-- WORK TASK --
Once the line with "Target: horse's ear" is found in the entries below, print it and each following line exactly, stopping after the line with "Target: horse tack"; print nothing else.

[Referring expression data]
────
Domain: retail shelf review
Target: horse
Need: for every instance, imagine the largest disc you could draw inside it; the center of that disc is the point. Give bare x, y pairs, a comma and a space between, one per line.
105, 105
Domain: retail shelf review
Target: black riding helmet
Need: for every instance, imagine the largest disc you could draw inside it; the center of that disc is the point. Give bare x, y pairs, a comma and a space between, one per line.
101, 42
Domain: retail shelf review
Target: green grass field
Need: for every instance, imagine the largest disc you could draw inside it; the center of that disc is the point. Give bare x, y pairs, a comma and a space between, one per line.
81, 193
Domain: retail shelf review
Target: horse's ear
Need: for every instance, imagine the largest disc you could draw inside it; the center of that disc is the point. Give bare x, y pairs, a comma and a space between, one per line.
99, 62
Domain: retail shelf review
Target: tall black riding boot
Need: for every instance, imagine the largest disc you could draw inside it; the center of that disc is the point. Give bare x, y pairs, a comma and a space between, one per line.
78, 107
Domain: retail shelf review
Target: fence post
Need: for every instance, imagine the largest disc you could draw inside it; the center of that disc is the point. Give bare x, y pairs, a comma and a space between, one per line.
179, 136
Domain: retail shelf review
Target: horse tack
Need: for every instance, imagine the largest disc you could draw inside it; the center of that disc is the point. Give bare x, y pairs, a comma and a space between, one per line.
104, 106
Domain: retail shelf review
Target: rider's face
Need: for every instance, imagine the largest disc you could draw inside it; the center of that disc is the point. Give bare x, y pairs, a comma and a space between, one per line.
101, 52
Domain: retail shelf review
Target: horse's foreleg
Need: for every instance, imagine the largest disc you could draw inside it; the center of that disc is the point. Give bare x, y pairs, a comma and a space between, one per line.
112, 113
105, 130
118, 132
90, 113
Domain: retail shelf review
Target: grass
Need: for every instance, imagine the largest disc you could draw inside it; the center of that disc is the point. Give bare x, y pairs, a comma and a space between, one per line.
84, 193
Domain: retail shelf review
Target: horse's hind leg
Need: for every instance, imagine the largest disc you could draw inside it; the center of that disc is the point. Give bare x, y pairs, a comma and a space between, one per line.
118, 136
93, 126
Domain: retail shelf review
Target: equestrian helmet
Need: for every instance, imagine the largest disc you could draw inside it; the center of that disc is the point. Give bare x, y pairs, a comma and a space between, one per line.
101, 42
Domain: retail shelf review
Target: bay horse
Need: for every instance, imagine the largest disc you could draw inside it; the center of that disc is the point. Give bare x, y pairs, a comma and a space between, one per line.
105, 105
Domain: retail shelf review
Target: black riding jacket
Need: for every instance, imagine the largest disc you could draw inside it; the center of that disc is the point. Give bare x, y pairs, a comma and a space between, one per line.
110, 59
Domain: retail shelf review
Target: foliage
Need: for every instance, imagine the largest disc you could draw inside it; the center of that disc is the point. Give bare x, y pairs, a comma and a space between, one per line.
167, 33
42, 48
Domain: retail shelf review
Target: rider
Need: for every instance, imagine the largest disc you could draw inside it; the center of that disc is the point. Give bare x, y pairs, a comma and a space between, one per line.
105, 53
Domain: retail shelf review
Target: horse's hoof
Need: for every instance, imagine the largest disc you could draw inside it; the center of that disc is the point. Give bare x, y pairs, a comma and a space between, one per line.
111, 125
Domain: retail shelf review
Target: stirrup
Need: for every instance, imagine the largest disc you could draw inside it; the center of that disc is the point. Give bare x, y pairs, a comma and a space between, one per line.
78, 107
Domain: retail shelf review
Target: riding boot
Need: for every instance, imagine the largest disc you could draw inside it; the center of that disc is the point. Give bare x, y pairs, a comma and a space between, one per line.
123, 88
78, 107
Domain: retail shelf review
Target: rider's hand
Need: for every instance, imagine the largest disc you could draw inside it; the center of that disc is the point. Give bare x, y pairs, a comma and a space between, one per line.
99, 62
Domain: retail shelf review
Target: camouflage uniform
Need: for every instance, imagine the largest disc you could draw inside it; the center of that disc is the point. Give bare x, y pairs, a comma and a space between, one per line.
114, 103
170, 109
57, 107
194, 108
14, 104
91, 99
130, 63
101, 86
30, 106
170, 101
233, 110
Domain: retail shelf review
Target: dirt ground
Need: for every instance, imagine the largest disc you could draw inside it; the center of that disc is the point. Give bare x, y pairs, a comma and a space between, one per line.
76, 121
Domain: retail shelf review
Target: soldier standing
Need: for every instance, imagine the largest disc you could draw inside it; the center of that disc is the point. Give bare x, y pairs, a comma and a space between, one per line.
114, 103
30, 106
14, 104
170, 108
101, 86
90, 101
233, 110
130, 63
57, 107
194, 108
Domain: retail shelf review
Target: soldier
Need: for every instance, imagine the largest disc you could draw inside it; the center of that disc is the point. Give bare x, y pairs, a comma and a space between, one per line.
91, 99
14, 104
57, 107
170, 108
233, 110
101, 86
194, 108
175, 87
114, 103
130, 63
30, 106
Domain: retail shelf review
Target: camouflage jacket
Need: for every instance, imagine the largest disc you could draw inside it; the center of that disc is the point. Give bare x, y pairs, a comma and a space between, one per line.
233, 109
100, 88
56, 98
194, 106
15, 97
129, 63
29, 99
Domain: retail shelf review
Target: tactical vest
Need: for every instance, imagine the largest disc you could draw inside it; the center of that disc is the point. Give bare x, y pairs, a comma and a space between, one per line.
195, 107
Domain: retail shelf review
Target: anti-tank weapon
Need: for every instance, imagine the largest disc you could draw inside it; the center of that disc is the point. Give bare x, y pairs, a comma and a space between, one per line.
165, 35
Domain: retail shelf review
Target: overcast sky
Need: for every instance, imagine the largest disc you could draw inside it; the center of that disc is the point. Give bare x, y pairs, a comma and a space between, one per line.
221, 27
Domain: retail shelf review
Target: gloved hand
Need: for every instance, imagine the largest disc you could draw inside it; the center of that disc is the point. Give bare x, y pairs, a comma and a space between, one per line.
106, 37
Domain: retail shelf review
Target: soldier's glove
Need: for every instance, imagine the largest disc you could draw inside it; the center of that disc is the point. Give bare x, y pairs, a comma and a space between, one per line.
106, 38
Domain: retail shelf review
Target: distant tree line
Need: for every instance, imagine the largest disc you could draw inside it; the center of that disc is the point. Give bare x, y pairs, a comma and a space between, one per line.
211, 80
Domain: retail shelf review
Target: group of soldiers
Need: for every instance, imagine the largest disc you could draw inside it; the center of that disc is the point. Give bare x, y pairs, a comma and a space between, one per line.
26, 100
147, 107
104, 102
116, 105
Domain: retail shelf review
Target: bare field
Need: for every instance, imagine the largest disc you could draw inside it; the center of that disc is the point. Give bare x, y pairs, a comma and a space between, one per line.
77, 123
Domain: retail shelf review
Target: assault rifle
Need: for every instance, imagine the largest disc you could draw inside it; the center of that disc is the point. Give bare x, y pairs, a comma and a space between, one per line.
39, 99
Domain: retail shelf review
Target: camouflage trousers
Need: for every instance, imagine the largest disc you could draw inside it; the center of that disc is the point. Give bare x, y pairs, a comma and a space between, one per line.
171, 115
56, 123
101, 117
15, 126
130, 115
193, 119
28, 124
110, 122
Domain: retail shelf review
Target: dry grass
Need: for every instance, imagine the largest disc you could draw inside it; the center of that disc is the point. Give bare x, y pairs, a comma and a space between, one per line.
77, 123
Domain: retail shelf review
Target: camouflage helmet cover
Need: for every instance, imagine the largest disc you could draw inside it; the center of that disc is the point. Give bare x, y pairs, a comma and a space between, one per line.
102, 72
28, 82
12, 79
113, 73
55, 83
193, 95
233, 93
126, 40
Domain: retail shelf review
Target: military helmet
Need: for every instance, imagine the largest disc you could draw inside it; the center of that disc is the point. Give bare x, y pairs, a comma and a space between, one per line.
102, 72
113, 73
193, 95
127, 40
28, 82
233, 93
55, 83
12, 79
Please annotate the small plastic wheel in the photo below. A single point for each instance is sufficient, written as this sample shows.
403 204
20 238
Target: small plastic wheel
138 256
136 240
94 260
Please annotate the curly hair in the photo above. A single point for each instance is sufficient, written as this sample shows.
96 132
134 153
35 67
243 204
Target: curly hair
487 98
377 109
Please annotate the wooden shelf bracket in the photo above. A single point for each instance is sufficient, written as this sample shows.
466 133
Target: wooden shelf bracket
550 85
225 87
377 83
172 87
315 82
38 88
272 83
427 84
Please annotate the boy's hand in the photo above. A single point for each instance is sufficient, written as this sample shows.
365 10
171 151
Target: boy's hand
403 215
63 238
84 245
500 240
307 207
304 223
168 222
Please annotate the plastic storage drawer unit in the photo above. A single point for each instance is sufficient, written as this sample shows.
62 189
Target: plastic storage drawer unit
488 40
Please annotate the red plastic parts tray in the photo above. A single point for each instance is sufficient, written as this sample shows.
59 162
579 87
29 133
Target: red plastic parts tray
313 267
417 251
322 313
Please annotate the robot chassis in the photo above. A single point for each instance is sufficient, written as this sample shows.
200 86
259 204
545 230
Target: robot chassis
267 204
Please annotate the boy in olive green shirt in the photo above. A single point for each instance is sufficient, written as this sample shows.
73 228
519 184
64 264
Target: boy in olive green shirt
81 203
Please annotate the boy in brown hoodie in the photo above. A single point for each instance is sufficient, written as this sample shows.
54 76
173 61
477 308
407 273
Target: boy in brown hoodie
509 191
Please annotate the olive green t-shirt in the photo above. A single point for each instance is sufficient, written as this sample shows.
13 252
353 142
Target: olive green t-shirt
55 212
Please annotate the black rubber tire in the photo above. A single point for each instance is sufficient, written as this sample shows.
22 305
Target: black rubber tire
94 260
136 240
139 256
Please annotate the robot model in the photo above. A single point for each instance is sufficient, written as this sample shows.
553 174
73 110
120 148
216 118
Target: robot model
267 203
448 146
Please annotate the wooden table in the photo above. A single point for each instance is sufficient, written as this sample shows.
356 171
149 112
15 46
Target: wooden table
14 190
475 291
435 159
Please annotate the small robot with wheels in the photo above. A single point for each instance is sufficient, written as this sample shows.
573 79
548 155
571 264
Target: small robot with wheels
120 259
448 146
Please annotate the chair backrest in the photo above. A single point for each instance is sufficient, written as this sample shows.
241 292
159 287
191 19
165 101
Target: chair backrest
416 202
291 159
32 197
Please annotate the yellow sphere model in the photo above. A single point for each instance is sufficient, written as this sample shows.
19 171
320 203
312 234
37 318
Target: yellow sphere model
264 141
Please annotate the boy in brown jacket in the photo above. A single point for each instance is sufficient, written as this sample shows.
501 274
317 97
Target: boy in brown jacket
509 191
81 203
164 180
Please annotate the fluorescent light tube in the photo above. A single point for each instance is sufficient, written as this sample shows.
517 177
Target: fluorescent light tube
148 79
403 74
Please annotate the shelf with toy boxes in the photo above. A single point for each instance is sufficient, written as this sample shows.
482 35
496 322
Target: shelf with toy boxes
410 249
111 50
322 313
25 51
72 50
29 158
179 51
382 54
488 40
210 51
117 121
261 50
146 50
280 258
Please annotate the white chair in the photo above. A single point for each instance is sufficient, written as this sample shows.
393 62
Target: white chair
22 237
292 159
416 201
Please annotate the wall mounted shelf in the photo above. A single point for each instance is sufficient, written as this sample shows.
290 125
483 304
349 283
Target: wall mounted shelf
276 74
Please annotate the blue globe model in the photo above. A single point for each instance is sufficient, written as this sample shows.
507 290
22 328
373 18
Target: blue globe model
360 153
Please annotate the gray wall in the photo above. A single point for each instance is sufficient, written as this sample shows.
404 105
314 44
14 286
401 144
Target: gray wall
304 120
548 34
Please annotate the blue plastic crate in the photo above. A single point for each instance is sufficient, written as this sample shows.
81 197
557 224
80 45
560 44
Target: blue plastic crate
────
-- THE ANSWER --
Target: horse's ear
Need: for every instance, imagine the largest disc you could draw inside it; the center of that disc is the point. Give bare x, y pairs, a comma and a space between, one per line.
99, 62
Domain: retail shelf review
Target: tall black riding boot
Need: for every instance, imagine the largest disc you could draw inside it; the center of that disc is the point. Give bare x, y pairs, a comma and a space between, one per line.
78, 107
Domain: retail shelf review
Target: fence post
Need: for every instance, imagine the largest disc you could draw inside it; the center of that disc is the point. Give bare x, y pairs, a comma and a space between, one per line.
179, 136
Domain: retail shelf review
Target: horse tack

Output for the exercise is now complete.